** TEXT SEGMENT **
Here we search for the word "Houston" from many hours of Apollo 11 videos. It also has some niceties, like rendering subtitles. Subtitle files were created with whisper turbo.

In [None]:
import re
import math
import requests

BASE = "https://f.dominik.win/vf-sample-media/apollo-11-mission/Apollo 11 {xx}"
PARTS = [f"{i:02d}" for i in range(1, 24)]

QUERY = "Houston"  # Search term

PAD_BEFORE = 0.25
PAD_AFTER = 0.35


def srt_to_sec(ts):
    hh, mm, ss, ms = re.match(r"(\d+):(\d+):(\d+)[,\.](\d+)", ts.strip()).groups()
    return int(hh) * 3600 + int(mm) * 60 + int(ss) + int(ms) / 1000.0


def parse_srt(text):
    cues = []
    text = text.strip().replace("\r\n", "\n").replace("\r", "\n")
    for block in re.split(r"\n\s*\n", text):
        lines = [x.strip() for x in block.split("\n") if x.strip()]
        if not lines:
            continue
        if lines[0].isdigit():
            lines = lines[1:]
        if not lines:
            continue
        m = re.match(r"(.*?)\s*-->\s*(.*?)(?:\s+.*)?$", lines[0])
        if not m:
            continue
        s = srt_to_sec(m.group(1))
        e = srt_to_sec(m.group(2))
        t = "\n".join(lines[1:]).strip()
        if t:
            cues.append((s, e, t))
    return cues


def find_intervals(cues, q, pad_before, pad_after):
    q = q.lower()
    hits = []
    for s, e, t in cues:
        if q in t.lower():
            hits.append((max(0, s - pad_before), e + pad_after))
    hits.sort()
    merged = []
    for s, e in hits:
        if not merged or s > merged[-1][1]:
            merged.append([s, e])
        else:
            merged[-1][1] = max(merged[-1][1], e)
    return [(s, e) for s, e in merged]


def active_text(cues, t):
    # include overlapping cues, unique them, preserve order
    out = [txt for s, e, txt in cues if s <= t <= e]
    seen, uniq = set(), []
    for x in out:
        if x not in seen:
            seen.add(x)
            uniq.append(x)
    return "\n".join(uniq).strip()


def draw_subs(frame, text):
    if not text:
        return frame

    h, w = frame.shape[:2]

    # wrap width roughly proportional to resolution
    max_chars = int(w / 22)  # ~58 for 1280px wide
    max_chars = max(24, min(80, max_chars))

** STATED GOAL 1 **
Answer these from the Apollo 11 subtitle search code:
(a) What was used to create the subtitle files?
(b) What value is assigned to PAD_AFTER?
(c) In draw_subs, what are the smallest and largest values max_chars can take?
** STATED GOAL 2 **
Write what comes next in the Apollo 11 subtitle search code, starting after its last line.

** DATASET RECORDS **

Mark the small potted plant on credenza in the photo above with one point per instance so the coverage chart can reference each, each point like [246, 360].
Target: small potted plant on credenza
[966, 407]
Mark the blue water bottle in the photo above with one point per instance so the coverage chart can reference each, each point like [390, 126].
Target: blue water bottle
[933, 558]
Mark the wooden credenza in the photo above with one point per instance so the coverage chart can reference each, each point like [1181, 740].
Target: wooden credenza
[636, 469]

** FINAL ANSWER 1 **
(a) Whisper turbo
(b) 0.35
(c) 24 and 80

** FINAL ANSWER 2 **
    # wrap each original line
    lines = []
    for ln in text.splitlines():
        ln = ln.strip()
        if not ln:
            continue
        while len(ln) > max_chars:
            cut = ln.rfind(" ", 0, max_chars)
            if cut == -1:
                cut = max_chars
            lines.append(ln[:cut].strip())
            ln = ln[cut:].strip()
        lines.append(ln)

    font = cv2.FONT_HERSHEY_SIMPLEX

    # scale relative to 720p baseline
    scale = 0.9 * (h / 720.0)
    scale = max(0.5, min(1.4, scale))

    thick = max(1, int(round(2 * (h / 720.0))))
    outline = thick + max(2, int(round(4 * (h / 720.0))))

    sizes = [cv2.getTextSize(ln, font, scale, thick)[0] for ln in lines]
    line_h = max(sz[1] for sz in sizes) + int(10 * (h / 720.0))

    bottom_margin = int(60 * (h / 720.0))
    y0 = h - bottom_margin - line_h * len(lines)

    for i, ln in enumerate(lines):
        tw, th = sizes[i]
        x = (w - tw) // 2
        y = y0 + i * line_h + th

        # outline then fill
        cv2.putText(frame, ln, (x, y), font, scale, (0, 0, 0), outline, cv2.LINE_AA)
        cv2.putText(frame, ln, (x, y), font, scale, (255, 255, 255), thick, cv2.LINE_AA)

    return frame


def draw_overlay(frame, label, t):
    h = frame.shape[0]

    scale = 0.6 * (h / 720.0)
    scale = max(0.4, min(1.0, scale))

    thick = max(1, int(round(2 * (h / 720.0))))
    outline = thick + 2

    hh = int(t // 3600)
    mm = int((t % 3600) // 60)
    ss = int(t % 60)
    ms = int((t - int(t)) * 1000)

    time_str = f"{hh:02d}:{mm:02d}:{ss:02d}.{ms:03d}"
    text = f"{label}  |  {time_str}"

    x = 20
    y = int(40 * (h / 720.0))

    cv2.putText(
        frame,
        text,
        (x, y),
        cv2.FONT_HERSHEY_SIMPLEX,
        scale,
        (0, 0, 0),
        outline,
        cv2.LINE_AA,
    )
    cv2.putText(
        frame,
        text,
        (x, y),
        cv2.FONT_HERSHEY_SIMPLEX,
        scale,
        (255, 255, 255),
        thick,
        cv2.LINE_AA,
    )


first_url = BASE.format(xx=PARTS[0]) + ".mp4"
cap0 = cv2.VideoCapture(first_url)
assert cap0.isOpened()

fps = cap0.get(cv2.CAP_PROP_FPS)

w = int(cap0.get(cv2.CAP_PROP_FRAME_WIDTH))
h = int(cap0.get(cv2.CAP_PROP_FRAME_HEIGHT))
cap0.release()

writer = cv2.VideoWriter(None, cv2.VideoWriter_fourcc(*"mp4v"), fps, (w, h))
cv2.vidplay(writer)

In [None]:
for xx in PARTS:
    base = BASE.format(xx=xx)
    vid_url = base + ".mp4"
    sub_url = (base + ".srt").replace(" ", "%20")

    cues = parse_srt(requests.get(sub_url).text)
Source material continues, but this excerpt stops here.